Task: Print all of the items below word for word, but leave the pictures out.

____ Materials provided

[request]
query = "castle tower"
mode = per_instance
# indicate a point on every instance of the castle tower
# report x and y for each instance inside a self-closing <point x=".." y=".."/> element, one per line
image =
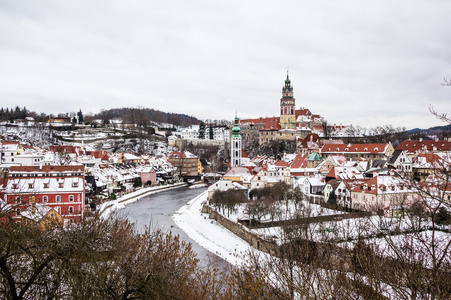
<point x="287" y="106"/>
<point x="235" y="143"/>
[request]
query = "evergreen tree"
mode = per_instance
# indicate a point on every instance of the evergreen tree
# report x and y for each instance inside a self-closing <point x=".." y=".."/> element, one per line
<point x="80" y="116"/>
<point x="211" y="132"/>
<point x="202" y="130"/>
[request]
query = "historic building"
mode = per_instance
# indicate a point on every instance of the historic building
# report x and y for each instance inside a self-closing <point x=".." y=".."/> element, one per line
<point x="235" y="145"/>
<point x="61" y="188"/>
<point x="287" y="106"/>
<point x="291" y="124"/>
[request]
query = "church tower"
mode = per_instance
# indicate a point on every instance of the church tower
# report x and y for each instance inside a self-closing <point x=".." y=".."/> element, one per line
<point x="235" y="143"/>
<point x="287" y="106"/>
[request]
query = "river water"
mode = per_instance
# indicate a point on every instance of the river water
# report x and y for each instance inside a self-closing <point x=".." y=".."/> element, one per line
<point x="156" y="210"/>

________

Task response:
[request]
query = "castle tower"
mode = per_instance
# indicate a point on every instance of the castle tower
# report x and y for each instance inside a self-closing <point x=".." y=".."/> element, one per line
image =
<point x="287" y="106"/>
<point x="235" y="143"/>
[request]
query = "evergreen tree"
mode = per_instance
# indicate a point on every instance of the evergreen tree
# report x and y for each instance inside a self-closing <point x=".." y=".."/> element, one per line
<point x="80" y="116"/>
<point x="211" y="132"/>
<point x="202" y="130"/>
[request]
query = "historic building"
mode = per_instance
# indicate a point on every instance of the historic building
# report x and y for each instance inside a self-closing <point x=".." y=".."/> element, one per line
<point x="235" y="145"/>
<point x="61" y="188"/>
<point x="287" y="106"/>
<point x="291" y="124"/>
[request]
query = "church tower"
mode = per_instance
# indicate a point on every instance of the church tower
# report x and y for each instance inside a self-closing <point x=".." y=".."/> element, one per line
<point x="235" y="143"/>
<point x="287" y="106"/>
[request]
query = "river water"
mode = per_instance
# indicate a point on every instance of the river water
# report x and y for each instance inside a self-closing <point x=".." y=".."/> element, one per line
<point x="156" y="210"/>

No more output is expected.